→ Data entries
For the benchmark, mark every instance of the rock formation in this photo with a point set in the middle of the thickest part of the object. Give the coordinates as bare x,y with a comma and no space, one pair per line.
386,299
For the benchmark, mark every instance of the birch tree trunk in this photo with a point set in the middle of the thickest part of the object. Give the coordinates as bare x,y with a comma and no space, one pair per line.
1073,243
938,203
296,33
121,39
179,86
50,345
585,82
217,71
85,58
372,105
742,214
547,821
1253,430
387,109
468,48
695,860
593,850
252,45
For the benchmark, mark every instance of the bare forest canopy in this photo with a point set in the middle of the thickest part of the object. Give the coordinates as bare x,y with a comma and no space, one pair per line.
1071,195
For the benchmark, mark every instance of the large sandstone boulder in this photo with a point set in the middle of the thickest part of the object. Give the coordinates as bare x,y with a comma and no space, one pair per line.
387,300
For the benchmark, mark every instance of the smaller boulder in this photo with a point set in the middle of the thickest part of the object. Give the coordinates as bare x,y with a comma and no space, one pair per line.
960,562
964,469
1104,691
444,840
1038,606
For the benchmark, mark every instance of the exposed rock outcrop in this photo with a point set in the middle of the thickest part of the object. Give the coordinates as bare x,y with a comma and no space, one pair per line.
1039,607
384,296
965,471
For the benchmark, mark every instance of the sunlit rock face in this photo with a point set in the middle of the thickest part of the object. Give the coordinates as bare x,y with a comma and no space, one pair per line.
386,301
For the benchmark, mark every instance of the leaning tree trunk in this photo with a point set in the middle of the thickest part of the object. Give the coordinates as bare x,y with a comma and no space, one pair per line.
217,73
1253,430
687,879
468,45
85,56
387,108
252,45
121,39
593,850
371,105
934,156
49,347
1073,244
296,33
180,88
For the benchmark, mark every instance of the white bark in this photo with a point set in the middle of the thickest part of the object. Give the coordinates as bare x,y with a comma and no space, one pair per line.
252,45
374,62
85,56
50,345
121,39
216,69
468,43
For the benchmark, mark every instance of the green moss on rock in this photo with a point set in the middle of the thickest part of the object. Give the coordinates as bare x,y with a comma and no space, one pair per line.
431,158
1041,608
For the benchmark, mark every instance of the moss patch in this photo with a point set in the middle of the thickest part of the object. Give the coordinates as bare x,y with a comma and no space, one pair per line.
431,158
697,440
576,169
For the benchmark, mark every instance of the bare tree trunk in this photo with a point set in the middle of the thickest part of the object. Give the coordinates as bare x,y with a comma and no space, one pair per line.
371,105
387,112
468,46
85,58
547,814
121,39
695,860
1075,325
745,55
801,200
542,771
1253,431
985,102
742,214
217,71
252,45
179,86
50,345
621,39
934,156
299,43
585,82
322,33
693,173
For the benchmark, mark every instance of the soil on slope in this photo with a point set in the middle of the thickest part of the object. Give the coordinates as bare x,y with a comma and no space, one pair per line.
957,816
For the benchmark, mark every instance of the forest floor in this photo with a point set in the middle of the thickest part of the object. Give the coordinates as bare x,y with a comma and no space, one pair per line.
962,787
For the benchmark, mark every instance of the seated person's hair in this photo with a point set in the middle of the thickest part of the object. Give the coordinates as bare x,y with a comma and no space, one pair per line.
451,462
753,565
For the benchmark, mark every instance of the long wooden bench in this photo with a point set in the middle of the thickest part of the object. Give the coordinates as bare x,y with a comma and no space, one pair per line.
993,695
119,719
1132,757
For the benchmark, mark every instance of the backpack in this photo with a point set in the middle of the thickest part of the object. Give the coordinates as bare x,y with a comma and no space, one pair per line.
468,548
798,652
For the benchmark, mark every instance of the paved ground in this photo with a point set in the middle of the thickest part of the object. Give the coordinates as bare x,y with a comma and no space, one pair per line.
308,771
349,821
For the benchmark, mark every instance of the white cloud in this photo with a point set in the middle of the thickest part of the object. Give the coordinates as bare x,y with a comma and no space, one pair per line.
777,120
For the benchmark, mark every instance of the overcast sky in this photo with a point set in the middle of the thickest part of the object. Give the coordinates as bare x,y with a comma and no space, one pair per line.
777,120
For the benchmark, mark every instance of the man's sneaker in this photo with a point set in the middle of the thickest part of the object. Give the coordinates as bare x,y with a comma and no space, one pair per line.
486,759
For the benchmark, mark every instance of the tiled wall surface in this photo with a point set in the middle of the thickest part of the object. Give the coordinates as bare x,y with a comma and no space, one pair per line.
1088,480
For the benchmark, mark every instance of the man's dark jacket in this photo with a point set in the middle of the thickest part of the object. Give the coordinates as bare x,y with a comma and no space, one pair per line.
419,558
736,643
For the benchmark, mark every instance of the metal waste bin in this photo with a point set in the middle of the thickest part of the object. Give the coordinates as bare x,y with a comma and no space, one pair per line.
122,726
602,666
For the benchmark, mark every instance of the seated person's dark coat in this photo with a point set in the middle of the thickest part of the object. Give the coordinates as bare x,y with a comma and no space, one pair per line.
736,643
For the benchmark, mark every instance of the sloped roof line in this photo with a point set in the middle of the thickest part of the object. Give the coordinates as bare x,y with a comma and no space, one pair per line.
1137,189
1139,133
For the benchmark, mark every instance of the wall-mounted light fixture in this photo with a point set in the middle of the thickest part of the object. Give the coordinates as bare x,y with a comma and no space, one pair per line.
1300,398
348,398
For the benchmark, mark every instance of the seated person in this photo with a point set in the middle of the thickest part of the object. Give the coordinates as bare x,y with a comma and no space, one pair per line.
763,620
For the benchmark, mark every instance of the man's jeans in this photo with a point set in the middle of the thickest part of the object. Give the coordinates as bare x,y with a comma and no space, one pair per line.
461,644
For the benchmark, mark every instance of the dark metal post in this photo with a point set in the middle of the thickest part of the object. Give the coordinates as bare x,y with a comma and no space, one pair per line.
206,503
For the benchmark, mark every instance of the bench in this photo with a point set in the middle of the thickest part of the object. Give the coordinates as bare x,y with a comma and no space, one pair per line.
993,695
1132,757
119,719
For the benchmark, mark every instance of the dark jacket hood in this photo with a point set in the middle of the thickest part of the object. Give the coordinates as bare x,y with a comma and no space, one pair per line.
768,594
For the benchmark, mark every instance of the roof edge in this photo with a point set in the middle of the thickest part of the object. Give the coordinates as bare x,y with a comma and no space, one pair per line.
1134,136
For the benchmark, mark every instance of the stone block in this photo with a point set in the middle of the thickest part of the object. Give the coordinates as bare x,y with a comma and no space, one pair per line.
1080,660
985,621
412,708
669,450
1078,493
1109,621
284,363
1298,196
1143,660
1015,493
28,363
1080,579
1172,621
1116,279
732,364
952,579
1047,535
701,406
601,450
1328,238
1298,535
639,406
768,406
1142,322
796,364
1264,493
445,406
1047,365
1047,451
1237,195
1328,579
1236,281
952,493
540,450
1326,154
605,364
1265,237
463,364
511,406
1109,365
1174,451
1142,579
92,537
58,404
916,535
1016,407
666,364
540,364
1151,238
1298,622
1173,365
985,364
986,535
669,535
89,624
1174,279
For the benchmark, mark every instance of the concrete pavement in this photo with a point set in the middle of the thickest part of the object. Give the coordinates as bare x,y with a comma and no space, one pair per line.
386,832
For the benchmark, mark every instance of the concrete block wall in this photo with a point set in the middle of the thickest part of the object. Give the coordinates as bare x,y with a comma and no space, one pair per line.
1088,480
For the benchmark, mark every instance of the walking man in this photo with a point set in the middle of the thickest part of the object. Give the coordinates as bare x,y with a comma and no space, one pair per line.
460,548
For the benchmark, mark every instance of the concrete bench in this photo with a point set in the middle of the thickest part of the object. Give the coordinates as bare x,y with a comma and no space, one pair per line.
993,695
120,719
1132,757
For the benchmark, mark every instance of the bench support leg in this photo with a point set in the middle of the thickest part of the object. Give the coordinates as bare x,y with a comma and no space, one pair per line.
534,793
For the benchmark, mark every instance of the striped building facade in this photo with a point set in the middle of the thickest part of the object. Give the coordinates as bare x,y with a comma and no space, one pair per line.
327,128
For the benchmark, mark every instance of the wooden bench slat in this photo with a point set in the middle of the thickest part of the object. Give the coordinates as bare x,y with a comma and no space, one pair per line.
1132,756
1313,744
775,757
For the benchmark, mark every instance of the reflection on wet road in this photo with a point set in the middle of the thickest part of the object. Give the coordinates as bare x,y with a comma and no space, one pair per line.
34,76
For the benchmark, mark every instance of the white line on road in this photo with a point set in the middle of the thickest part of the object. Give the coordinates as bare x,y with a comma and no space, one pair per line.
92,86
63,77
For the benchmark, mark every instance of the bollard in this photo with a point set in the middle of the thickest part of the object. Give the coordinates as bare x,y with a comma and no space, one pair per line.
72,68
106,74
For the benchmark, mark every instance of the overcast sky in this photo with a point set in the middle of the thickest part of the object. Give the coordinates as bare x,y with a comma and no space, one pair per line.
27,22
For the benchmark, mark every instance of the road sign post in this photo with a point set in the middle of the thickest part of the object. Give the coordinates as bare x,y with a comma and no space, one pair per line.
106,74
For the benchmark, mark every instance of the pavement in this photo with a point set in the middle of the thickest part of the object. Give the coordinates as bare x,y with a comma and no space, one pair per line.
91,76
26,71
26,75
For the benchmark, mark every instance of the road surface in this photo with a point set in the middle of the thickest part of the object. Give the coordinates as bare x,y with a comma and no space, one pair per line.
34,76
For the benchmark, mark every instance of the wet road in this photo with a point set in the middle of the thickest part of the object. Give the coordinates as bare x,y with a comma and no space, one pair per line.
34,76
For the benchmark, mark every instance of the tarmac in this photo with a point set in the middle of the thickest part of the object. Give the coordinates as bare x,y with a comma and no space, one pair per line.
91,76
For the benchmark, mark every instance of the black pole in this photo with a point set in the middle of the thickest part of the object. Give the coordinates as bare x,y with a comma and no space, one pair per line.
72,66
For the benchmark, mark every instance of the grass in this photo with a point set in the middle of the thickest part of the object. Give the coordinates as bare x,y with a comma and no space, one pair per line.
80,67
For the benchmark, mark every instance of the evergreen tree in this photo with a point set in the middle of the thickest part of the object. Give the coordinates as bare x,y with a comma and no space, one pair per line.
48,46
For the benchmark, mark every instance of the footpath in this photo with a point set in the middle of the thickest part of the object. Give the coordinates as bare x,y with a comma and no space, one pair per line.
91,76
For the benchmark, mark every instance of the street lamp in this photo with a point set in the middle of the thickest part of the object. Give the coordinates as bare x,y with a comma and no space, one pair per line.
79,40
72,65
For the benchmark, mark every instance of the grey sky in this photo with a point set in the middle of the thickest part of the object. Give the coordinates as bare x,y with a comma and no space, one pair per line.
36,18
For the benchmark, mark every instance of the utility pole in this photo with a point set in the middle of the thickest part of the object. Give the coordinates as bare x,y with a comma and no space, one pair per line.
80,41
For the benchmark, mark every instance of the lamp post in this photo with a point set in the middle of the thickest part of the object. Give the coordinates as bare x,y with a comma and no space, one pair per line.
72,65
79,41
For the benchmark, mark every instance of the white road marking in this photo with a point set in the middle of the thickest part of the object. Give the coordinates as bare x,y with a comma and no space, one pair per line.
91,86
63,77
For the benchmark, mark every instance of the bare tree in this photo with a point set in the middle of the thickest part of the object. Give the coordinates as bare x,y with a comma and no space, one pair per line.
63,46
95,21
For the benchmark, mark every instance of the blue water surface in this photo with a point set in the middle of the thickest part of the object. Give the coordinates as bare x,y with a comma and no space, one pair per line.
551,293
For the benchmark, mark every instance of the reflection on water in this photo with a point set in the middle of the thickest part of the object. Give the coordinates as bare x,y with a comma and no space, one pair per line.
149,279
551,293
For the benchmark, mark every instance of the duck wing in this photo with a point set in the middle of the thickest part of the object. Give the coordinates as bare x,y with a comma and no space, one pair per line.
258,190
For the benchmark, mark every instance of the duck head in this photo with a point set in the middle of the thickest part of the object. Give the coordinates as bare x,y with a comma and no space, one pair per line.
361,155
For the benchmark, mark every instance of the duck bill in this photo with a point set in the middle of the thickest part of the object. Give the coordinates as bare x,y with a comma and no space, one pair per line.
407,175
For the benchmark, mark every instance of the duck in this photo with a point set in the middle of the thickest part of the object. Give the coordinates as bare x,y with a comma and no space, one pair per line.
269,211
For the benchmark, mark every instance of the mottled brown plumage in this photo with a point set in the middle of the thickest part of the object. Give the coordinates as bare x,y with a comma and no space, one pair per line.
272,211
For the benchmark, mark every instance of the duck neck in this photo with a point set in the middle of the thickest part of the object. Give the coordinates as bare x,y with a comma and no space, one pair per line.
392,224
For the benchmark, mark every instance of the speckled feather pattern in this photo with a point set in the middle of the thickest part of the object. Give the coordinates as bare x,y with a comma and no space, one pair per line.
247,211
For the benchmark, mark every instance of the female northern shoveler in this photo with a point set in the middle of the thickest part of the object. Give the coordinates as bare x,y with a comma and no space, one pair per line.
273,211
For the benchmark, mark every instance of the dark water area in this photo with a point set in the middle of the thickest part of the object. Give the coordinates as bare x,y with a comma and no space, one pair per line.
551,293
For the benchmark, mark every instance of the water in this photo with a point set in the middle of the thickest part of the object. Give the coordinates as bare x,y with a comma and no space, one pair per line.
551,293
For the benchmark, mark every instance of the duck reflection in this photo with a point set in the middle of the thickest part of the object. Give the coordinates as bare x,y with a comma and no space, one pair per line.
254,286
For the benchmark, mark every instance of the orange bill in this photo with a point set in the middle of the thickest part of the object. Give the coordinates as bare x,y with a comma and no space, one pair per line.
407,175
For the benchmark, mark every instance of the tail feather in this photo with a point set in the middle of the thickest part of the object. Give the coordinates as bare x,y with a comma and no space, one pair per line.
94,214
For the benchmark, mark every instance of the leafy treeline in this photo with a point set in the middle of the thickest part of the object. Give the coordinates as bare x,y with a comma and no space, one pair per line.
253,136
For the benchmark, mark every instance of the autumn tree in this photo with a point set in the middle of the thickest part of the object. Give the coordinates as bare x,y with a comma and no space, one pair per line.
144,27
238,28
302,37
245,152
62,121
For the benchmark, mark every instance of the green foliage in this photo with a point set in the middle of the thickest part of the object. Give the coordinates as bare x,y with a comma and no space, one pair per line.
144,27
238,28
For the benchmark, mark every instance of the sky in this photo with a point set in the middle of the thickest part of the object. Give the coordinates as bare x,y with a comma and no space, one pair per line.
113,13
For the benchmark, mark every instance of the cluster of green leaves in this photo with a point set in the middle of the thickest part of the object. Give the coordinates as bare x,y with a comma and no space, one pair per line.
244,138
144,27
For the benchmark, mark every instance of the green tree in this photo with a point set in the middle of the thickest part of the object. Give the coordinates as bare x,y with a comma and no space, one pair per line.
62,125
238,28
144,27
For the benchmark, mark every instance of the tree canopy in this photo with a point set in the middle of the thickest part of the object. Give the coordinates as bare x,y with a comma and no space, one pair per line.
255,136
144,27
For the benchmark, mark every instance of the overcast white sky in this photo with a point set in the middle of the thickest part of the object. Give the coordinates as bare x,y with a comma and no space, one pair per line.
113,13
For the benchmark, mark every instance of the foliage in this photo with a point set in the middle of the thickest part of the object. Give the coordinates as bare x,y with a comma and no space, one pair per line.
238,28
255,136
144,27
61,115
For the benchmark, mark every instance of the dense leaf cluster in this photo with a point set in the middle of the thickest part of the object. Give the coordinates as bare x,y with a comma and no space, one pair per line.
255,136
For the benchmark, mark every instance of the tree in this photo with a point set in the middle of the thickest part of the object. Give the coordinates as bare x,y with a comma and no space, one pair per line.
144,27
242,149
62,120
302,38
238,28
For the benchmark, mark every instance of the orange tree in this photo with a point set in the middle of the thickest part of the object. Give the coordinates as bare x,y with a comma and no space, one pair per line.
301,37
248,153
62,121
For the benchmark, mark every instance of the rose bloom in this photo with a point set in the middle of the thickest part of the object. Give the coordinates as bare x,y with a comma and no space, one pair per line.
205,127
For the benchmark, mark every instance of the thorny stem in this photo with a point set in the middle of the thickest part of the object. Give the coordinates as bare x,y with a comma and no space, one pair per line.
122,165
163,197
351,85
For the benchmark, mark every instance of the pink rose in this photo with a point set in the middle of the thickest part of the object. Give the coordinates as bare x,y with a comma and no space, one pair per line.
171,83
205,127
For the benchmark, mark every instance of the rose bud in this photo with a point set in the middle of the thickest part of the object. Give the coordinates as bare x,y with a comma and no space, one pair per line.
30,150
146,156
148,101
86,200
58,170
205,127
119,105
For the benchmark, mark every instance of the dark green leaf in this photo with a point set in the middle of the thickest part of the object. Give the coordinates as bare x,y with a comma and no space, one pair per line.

→ To do
Set down, word for word, every line from the line that holds "For the benchmark, mark every instance of the pink" to the end of the entries above, including both ends.

→ Answer below
For the benchmark, mark every instance of the pink rose in this photo with a point set in the middle of the thickest part of the object. Give the coordinates as bare x,y with a comma and no space, one pair per line.
171,83
205,127
For the benchmark, mark every instance of the rose bud in this photo with a point set in the middle of the thickest part of the object. Give the coordinates as bare x,y with a comma and no space, one pair per line.
30,150
146,156
148,101
86,200
58,170
205,127
119,105
For the benchmark, mark every instance of the dark green leaf in this photo with a point set in the middle of the thickest part of the object. Give the coordinates as bare x,y with a comma and no space, one pair per line.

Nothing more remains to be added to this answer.